── MATERIAL FOR THIS TASK ──
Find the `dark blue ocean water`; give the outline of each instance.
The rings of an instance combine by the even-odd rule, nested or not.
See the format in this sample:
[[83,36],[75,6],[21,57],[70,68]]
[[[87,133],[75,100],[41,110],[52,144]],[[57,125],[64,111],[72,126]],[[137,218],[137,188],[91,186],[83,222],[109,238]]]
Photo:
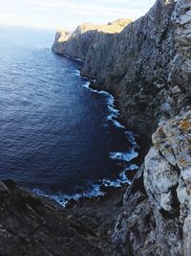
───
> WHAT IS NEEDED: Please count the lines in the data above that contain the string "instance", treating uppercase and lowercase as different, and reply with the number only.

> RESULT: 2